(Raw records)

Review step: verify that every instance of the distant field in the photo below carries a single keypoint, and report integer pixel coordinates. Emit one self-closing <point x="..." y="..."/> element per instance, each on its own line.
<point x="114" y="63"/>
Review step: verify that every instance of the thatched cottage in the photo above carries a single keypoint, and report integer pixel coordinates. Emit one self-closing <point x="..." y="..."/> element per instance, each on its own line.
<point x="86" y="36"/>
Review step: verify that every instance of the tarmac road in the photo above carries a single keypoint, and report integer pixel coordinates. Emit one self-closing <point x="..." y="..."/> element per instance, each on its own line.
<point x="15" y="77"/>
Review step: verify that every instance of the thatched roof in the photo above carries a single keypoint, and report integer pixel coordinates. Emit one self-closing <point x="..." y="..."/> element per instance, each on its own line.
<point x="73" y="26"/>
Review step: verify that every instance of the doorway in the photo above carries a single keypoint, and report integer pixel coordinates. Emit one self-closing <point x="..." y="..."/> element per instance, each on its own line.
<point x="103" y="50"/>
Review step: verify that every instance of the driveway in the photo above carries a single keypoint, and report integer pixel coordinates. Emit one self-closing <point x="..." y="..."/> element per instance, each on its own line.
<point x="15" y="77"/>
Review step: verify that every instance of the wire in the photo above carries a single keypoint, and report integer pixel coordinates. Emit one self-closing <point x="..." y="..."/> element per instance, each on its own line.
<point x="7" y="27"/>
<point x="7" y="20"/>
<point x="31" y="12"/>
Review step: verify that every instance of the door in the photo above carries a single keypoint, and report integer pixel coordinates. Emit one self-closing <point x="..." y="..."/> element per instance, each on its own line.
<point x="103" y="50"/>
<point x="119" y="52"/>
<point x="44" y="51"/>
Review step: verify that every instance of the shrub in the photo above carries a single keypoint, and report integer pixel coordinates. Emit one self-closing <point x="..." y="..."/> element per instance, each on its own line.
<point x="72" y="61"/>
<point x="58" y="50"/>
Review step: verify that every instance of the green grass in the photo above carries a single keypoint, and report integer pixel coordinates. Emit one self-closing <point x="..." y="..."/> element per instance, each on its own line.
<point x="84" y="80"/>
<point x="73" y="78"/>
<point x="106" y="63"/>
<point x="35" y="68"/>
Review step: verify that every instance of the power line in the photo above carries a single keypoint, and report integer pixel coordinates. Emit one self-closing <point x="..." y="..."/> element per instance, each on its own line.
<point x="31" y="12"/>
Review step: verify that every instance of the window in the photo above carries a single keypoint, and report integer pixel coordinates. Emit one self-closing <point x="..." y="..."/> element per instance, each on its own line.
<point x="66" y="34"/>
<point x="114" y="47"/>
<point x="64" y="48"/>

==

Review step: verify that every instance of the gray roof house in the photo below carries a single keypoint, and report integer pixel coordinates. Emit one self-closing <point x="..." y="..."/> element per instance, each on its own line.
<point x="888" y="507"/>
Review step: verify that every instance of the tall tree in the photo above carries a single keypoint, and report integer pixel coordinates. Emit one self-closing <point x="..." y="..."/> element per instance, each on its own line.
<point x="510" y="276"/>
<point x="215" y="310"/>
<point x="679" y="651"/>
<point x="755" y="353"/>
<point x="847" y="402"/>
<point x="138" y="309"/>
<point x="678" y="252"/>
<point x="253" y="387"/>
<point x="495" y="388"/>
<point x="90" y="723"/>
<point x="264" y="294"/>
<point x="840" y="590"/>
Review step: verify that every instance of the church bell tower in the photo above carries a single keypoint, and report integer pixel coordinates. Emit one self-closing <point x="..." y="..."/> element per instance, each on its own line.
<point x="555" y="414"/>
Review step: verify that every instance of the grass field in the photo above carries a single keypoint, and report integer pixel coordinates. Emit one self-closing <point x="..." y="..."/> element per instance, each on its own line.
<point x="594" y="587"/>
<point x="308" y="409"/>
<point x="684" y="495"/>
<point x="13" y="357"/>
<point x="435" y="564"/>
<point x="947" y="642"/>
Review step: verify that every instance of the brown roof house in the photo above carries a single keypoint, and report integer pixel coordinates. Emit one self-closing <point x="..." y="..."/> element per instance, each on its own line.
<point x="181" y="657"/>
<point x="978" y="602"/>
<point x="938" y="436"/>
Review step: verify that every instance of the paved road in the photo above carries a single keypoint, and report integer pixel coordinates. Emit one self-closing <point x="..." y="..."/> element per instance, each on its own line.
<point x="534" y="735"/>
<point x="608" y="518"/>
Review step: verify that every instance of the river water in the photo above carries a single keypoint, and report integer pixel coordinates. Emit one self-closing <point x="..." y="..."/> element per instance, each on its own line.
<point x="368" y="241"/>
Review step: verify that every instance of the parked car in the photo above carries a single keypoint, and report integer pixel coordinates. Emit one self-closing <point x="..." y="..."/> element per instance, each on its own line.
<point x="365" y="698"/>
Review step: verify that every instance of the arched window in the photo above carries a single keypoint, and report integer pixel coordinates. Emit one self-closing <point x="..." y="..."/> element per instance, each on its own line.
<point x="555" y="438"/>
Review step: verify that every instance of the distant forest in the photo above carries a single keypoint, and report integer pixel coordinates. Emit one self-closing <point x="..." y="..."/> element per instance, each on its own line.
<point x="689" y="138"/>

* * *

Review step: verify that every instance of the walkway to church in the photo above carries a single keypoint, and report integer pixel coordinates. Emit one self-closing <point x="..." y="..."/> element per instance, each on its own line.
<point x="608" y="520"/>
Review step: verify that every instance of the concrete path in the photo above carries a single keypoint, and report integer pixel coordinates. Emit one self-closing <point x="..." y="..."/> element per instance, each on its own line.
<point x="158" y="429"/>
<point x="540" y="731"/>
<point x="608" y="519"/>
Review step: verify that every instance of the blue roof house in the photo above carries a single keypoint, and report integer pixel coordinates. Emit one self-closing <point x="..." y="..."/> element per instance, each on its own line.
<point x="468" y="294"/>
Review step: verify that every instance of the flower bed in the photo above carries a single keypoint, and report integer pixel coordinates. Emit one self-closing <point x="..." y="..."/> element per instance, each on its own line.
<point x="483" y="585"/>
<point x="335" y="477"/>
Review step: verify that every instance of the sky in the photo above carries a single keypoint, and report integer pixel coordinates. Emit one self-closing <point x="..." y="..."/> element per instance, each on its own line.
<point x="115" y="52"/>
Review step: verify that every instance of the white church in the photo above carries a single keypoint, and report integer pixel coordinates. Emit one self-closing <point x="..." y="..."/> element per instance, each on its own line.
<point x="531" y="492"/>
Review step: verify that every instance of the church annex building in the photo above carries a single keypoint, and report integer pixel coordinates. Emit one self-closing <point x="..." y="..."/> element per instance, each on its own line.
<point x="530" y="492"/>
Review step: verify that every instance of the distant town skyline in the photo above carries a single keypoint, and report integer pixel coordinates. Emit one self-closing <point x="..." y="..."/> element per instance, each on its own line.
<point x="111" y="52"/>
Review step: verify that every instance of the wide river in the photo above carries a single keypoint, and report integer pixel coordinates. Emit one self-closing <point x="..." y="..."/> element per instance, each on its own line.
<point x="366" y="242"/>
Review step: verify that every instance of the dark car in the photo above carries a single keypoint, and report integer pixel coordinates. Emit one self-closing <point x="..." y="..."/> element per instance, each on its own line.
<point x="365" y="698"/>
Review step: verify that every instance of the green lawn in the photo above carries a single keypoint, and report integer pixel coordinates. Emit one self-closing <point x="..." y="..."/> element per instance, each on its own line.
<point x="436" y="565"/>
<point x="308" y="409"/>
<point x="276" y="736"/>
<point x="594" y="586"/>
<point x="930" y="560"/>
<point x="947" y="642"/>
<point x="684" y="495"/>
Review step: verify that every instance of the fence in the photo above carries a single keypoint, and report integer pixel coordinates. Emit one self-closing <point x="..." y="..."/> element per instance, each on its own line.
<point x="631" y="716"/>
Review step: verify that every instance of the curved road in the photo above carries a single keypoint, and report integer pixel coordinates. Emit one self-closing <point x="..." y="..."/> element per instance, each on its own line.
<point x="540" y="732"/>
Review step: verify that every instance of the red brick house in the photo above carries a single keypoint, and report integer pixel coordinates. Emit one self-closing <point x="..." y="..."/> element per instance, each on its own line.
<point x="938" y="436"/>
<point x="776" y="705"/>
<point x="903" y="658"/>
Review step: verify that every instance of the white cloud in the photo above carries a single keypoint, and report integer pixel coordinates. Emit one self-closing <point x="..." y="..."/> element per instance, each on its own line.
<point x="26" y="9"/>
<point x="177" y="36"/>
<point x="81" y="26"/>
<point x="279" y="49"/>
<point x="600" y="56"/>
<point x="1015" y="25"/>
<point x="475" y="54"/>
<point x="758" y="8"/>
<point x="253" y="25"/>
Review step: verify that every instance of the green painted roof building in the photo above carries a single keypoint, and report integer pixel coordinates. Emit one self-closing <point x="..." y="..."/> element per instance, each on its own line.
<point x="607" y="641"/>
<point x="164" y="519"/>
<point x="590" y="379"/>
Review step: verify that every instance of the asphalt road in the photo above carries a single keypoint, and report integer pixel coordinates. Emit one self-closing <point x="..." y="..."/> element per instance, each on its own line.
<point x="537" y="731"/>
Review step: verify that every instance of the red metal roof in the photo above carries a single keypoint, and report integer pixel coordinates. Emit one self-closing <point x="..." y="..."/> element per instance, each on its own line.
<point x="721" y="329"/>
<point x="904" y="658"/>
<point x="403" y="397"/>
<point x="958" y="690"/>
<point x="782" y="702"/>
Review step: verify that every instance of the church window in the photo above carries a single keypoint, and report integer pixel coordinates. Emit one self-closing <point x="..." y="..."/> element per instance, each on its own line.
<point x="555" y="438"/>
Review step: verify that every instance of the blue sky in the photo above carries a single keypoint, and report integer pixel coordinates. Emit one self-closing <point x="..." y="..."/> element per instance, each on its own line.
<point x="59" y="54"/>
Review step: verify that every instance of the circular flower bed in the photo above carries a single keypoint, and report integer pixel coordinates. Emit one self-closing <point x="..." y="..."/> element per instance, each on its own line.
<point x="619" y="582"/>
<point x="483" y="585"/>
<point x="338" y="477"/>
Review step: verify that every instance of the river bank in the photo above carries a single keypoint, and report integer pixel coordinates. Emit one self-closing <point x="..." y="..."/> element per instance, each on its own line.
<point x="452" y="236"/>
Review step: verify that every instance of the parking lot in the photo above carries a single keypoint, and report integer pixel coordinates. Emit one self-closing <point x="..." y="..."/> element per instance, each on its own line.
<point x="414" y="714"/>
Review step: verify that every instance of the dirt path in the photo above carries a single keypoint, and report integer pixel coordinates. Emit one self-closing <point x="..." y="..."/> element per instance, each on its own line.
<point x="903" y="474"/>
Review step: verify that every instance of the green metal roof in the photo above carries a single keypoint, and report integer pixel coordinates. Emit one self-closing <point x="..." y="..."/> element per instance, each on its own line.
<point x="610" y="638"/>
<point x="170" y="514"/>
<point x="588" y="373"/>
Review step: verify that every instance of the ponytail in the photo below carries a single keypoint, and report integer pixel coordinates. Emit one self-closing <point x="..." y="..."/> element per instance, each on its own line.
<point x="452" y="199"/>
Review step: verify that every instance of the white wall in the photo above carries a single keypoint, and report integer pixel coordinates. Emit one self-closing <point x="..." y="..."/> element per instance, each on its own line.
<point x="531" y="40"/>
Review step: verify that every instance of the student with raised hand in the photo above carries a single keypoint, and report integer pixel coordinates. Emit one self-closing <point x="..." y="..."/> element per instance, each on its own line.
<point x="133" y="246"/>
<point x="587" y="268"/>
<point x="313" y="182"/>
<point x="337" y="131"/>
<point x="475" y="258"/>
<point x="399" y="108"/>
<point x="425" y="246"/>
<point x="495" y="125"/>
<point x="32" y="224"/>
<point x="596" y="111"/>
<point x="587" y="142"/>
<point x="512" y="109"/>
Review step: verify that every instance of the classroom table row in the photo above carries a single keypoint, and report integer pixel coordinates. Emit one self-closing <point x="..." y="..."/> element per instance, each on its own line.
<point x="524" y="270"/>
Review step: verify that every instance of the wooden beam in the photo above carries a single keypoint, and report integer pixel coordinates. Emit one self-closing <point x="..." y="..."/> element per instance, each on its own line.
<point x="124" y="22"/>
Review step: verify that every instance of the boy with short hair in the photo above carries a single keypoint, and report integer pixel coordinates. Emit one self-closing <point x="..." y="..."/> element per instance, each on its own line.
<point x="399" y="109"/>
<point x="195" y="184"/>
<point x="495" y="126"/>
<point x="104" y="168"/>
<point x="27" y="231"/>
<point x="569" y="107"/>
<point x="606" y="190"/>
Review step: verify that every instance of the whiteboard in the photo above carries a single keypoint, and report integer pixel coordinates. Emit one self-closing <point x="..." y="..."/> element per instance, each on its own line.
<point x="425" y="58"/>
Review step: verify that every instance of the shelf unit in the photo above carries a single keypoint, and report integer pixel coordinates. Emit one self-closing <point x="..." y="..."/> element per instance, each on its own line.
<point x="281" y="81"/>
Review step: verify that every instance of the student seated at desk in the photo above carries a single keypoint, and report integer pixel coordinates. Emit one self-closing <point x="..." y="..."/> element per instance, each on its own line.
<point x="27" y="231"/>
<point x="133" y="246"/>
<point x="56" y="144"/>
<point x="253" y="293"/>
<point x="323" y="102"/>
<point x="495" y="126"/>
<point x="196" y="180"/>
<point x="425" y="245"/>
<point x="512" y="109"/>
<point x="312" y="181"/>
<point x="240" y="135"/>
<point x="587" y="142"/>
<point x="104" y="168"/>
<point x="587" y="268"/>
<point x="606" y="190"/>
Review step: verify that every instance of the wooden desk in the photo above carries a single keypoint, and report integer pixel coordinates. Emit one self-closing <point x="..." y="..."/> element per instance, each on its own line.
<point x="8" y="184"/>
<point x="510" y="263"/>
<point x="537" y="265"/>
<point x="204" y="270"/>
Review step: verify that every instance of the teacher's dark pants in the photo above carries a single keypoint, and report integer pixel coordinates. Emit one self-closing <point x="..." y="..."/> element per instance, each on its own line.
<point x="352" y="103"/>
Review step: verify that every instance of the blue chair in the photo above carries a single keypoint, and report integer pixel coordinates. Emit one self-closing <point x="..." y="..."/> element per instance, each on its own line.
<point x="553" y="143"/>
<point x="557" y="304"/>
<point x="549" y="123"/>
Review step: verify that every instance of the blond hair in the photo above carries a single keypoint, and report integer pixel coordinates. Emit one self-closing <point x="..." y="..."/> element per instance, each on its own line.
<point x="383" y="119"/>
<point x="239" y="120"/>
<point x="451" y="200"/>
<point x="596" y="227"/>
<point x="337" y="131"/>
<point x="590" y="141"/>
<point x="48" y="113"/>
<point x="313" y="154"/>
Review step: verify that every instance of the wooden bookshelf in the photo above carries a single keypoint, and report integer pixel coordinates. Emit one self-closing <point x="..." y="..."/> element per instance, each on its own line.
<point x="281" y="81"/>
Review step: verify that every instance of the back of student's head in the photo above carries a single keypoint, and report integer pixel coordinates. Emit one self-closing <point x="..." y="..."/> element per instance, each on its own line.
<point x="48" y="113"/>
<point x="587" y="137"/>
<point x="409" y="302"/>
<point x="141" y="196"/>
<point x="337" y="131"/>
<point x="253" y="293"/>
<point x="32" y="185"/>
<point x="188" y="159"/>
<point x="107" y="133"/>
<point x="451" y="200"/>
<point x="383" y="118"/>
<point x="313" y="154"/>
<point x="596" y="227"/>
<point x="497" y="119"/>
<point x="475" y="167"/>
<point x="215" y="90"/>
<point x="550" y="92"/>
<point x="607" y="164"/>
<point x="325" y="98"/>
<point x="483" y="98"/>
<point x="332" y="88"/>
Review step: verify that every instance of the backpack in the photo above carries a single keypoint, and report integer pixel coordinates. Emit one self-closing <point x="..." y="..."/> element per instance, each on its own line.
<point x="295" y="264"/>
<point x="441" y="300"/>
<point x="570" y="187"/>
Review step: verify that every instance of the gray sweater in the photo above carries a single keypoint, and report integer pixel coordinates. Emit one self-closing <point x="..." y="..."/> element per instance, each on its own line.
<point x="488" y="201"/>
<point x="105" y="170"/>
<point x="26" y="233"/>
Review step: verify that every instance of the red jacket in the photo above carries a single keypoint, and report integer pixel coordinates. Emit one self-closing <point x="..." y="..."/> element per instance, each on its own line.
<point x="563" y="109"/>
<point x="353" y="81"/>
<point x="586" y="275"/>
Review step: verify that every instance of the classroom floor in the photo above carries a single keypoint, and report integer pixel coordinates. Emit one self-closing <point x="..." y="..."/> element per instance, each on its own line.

- Task directions -
Filter the lines above, keeping only those that contain the string "with", and copy each match in full. The match is case-sensitive.

- Answer to this task -
Review step: verify that every instance of the student with raised hand in the photo above carries a single keypoint, and report integer pixel coordinates. Emit one self-closing <point x="..." y="..."/> element per instance, each on its own line.
Review step: verify that every instance of the boy with short hair in the photo above carries a single keypoint, and report integer pixel coordinates. Emit one self-closing <point x="..." y="..."/> element per instance, each on its own line.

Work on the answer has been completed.